* **Brief**: Output every entry exactly, from the first line to the last.

* **Input material**:
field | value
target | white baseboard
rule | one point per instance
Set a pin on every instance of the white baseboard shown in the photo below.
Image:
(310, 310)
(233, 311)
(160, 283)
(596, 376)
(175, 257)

* **Final answer**:
field | value
target | white baseboard
rule | one point per instance
Set a pin on every instance of the white baseboard shown in the photo below.
Image:
(310, 310)
(233, 311)
(160, 283)
(596, 376)
(175, 257)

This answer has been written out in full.